Elenco dei compiti —
A) Nell'intervista, qual è il titolo del documento dei vescovi italiani del 2014 citato come riferimento per i workshop?
B) Ricopia il passo dell'intervista compreso tra "Personalmente li conoscevo" e "solo di vista.", estremi inclusi.

Raccontaci l’esperienza di questi mesi: come vi siete conosciuti e come avete lavorato insieme?
Personalmente li conoscevo quasi tutti in quanto abbiamo avuto modo, in passato, di incontrarci, confrontarci e percorrere insieme tratti di strada in ambito catechistico e formativo: qualcuno come formatore, qualcuno come compagno di viaggio, qualcuno lo conoscevo solo di vista.
La prima volta ci siamo trovati a Roma, convocati dal direttore Ucn, per trascorrere insieme una giornata che ci permettesse di conoscerci meglio, chiarire il nostro compito e sintonizzare i nostri sguardi sul medesimo spartito in modo tale da poter lavorare insieme in modo armonico e sinfonico. Dopo una prima inevitabile fase di “rodaggio”, direi che quasi fin da subito c’è stata una grande sintonia fra di noi, come se ci fossimo conosciuti e avessimo lavorato insieme da sempre. Ognuno era ben consapevole dei propri limiti e di quanto invece potesse condividere nel gruppo e questo ha favorito un buon lavoro di squadra dove ognuno ha potuto far tesoro della ricchezza degli altri e condividere i propri doni.
Tra le attività svolte ci sono stati i workshop formativi a cui accennavi prima, esperienze forti e coinvolgenti. Ci spieghi com’è andata?
Sono state esperienze davvero entusiasmanti che si sono tenute in un clima che oserei definire famigliare. Obiettivo dei workshop era quello di consegnare ai direttori di recente nomina una visione di catechesi e di ufficio diocesano così come è sono tratteggiate nel documento dei vescovi italiani del 2014 “Incontriamo Gesù”. In particolare, si è lavorato insieme, attraverso un principio di cooperative learning, su alcuni obiettivi: stile di leadership (intesa come capacità di condividere una visione, prima ancora che una prassi); consapevolezza dei soggetti, cioè dei catechisti di oggi, ai quali come direttori ci rivolgiamo; modello catechistico (la fede intesa non più come dottrina da insegnare, ma come esperienza da comunicare). Un modello in continua evoluzione perché, come dice Papa Francesco, siamo nel tempo della sperimentazione.

Materiale di partenza —
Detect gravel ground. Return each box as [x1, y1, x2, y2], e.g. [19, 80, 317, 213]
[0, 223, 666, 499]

Risposte ai compiti —
A) "Incontriamo Gesù".

B)
Personalmente li conoscevo quasi tutti in quanto abbiamo avuto modo, in passato, di incontrarci, confrontarci e percorrere insieme tratti di strada in ambito catechistico e formativo: qualcuno come formatore, qualcuno come compagno di viaggio, qualcuno lo conoscevo solo di vista.